> **RECORDED DATA**:
+ + + + +

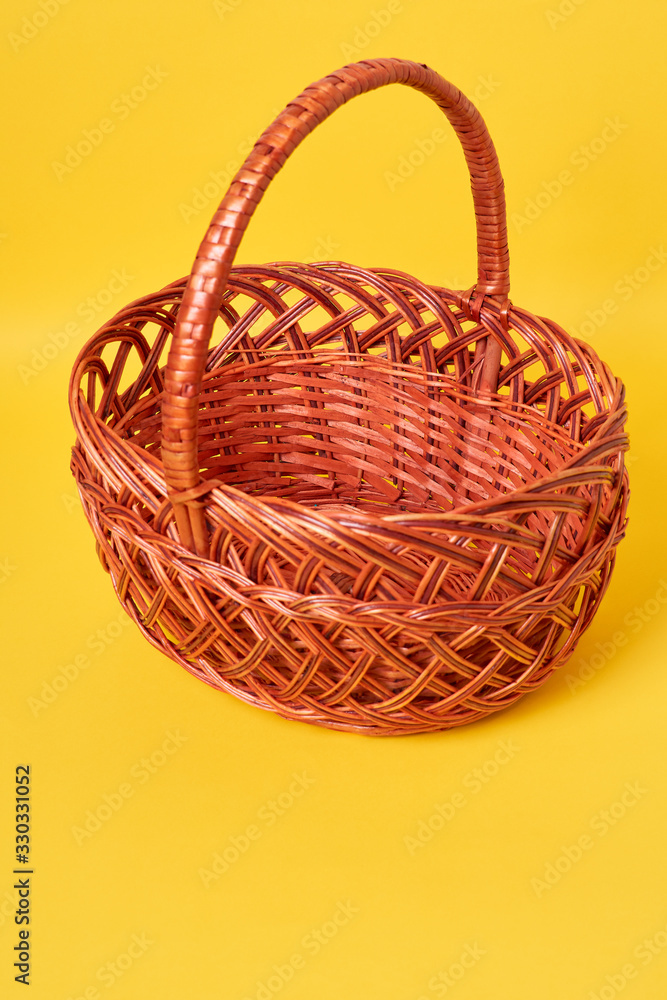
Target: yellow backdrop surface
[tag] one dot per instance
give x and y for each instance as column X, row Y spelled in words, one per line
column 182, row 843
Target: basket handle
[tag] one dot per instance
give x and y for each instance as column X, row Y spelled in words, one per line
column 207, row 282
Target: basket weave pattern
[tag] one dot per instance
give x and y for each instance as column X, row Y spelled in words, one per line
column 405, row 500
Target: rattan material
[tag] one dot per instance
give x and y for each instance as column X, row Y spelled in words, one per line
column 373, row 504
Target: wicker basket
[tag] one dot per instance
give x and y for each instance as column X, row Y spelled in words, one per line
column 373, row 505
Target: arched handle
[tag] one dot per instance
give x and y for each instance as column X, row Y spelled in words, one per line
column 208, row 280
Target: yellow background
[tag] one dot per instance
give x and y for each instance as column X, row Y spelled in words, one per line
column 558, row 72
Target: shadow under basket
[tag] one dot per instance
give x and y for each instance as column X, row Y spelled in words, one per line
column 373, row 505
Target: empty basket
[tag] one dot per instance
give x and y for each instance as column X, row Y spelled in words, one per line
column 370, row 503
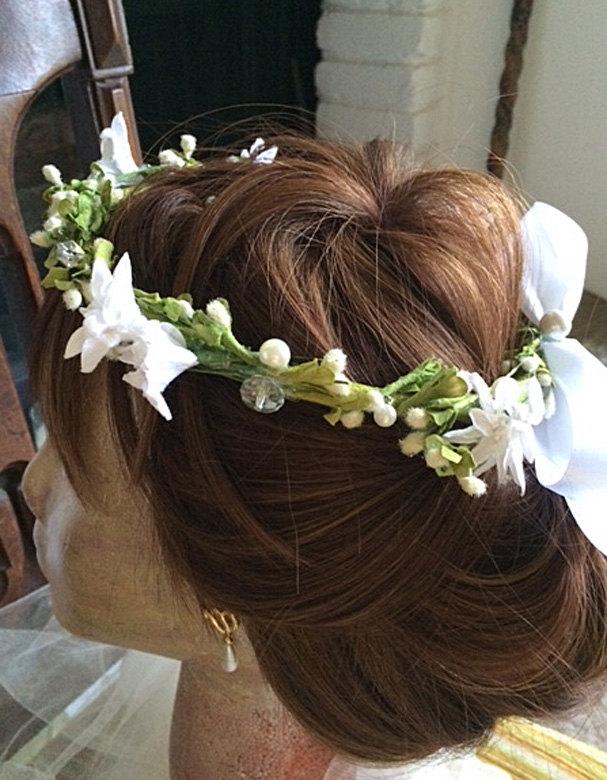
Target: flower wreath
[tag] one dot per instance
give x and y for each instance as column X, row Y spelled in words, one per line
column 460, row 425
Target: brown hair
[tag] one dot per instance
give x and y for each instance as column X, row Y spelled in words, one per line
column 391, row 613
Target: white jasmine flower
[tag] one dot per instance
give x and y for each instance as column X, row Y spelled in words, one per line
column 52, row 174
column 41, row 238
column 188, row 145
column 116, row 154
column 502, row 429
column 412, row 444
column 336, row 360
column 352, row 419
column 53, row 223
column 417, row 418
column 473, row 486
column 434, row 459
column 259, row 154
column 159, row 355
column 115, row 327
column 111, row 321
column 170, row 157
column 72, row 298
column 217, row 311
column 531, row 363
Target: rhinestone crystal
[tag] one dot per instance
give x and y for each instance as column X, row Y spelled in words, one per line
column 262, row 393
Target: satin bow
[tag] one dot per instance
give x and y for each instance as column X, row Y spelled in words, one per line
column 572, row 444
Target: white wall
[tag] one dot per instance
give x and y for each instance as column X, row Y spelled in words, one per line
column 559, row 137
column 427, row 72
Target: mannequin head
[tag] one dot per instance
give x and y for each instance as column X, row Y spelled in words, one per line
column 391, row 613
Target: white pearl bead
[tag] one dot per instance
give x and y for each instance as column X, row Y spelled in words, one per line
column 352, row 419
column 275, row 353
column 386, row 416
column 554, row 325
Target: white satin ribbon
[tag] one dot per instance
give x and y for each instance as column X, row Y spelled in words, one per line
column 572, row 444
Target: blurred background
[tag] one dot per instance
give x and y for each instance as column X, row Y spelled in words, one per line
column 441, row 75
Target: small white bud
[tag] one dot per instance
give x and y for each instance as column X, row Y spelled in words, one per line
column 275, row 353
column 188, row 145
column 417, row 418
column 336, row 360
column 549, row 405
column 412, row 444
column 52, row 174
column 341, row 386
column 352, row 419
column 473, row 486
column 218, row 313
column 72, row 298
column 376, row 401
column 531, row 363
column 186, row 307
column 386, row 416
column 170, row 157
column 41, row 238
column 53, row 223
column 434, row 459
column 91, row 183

+ + + + +

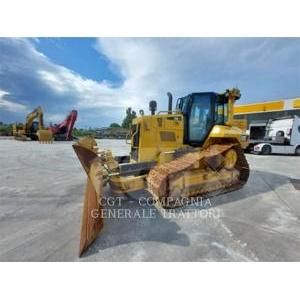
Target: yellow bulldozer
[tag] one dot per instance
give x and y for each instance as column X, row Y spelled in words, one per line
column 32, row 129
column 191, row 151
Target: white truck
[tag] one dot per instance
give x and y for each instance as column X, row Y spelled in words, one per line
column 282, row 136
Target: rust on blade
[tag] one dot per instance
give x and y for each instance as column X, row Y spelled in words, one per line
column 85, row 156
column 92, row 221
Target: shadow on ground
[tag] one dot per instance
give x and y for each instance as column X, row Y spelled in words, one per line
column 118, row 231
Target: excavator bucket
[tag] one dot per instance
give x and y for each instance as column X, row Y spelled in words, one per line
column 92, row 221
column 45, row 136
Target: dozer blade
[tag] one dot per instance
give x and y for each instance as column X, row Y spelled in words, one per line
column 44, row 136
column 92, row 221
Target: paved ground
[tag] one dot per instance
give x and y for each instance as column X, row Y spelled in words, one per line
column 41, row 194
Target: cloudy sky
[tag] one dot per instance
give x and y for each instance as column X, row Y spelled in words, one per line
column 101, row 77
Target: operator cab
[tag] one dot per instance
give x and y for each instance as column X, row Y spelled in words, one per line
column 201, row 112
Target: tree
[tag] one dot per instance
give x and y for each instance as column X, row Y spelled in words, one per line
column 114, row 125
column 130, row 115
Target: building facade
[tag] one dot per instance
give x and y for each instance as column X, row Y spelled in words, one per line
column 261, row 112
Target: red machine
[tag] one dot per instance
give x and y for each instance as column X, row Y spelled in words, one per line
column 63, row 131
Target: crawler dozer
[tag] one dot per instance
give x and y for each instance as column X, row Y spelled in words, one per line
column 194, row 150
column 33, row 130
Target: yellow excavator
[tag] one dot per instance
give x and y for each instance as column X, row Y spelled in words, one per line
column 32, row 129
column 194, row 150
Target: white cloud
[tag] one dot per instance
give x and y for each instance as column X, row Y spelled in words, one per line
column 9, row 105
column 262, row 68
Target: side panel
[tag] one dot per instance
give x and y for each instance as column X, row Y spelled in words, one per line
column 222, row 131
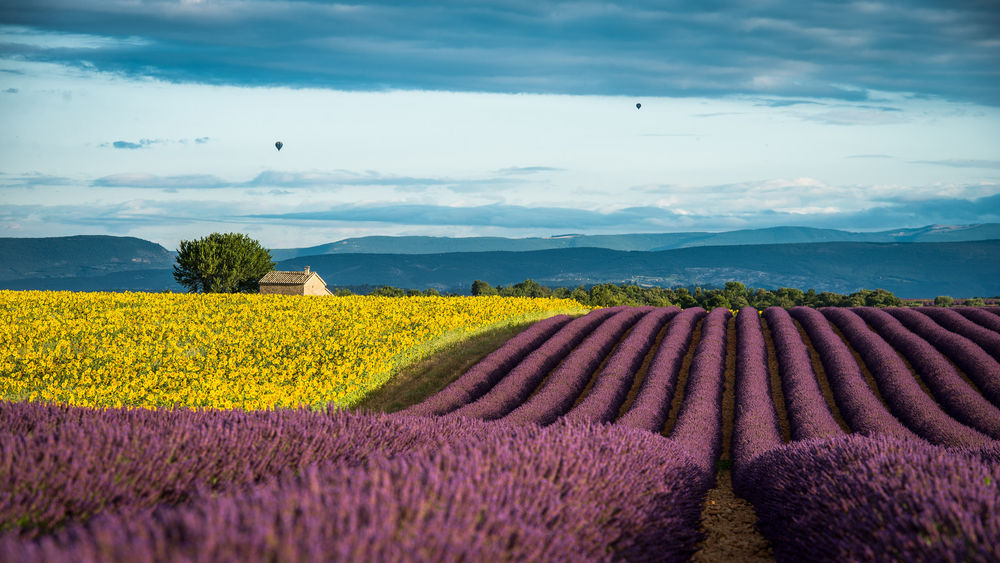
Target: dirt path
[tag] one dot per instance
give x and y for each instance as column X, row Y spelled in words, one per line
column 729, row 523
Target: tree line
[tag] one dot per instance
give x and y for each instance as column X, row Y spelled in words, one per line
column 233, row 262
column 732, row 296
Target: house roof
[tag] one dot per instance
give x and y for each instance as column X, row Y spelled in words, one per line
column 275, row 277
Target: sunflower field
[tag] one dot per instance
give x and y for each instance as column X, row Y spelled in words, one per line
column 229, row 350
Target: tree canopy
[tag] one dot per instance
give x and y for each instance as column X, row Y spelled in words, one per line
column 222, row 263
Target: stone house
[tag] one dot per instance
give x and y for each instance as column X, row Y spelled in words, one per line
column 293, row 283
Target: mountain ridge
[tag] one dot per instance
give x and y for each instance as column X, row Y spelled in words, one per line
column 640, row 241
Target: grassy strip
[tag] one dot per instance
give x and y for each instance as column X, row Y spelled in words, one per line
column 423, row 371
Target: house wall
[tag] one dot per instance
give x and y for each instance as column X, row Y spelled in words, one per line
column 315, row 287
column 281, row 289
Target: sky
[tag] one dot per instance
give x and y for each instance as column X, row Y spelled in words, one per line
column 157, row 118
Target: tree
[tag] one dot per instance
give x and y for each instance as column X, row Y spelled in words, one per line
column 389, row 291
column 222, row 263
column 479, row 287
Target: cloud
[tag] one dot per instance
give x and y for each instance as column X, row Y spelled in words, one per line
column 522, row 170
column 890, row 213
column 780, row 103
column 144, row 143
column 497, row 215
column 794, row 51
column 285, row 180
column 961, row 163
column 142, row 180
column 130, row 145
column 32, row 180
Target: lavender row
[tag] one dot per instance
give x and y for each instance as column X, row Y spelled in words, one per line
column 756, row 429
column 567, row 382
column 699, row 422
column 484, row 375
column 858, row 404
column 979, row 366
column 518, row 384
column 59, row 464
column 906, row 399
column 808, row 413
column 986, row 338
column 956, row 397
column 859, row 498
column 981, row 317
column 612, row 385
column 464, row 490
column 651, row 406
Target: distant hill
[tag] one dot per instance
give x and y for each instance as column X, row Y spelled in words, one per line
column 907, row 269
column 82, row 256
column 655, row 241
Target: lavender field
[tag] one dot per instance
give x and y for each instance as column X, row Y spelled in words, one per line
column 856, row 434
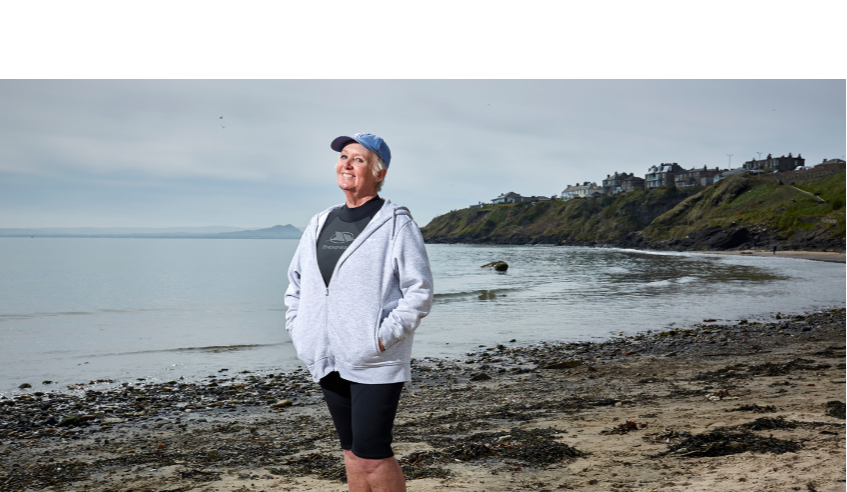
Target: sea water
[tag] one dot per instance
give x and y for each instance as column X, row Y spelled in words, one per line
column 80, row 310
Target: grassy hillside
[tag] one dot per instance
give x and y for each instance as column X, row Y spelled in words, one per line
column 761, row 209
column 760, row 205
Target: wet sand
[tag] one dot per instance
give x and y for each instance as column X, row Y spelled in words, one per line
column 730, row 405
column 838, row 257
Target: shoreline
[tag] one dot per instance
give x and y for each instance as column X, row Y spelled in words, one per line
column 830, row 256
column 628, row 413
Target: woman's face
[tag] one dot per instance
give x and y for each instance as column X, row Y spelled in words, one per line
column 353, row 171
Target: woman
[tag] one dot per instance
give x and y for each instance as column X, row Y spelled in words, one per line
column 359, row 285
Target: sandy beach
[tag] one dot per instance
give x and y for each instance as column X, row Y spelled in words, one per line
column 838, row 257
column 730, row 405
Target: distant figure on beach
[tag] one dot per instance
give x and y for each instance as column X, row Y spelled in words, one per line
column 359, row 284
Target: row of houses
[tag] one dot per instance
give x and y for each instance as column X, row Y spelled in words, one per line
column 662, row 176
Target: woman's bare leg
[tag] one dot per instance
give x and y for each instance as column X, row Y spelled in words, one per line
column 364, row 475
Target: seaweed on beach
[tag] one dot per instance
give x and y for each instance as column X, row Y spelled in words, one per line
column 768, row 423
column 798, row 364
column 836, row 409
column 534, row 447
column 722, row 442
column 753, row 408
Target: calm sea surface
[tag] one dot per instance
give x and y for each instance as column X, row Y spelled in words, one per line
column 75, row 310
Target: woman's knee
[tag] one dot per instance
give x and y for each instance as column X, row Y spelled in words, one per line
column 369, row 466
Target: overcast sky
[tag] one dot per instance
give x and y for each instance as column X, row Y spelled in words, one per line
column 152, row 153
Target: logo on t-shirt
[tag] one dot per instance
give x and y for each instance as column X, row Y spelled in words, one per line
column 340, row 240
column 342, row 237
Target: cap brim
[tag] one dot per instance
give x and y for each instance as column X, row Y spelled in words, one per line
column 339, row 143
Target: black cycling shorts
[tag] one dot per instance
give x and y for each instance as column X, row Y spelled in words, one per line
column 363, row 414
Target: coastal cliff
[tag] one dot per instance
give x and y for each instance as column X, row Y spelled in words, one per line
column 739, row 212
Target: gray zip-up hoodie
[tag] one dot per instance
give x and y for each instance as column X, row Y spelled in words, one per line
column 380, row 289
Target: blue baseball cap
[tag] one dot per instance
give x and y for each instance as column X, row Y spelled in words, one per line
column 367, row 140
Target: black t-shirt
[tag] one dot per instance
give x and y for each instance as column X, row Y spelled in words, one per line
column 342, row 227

+ + + + +

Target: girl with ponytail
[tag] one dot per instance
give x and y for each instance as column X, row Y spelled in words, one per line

+ + + + +

Across the records above, show each line containing the word "black".

Target: black cycling shorts
Target: black t-shirt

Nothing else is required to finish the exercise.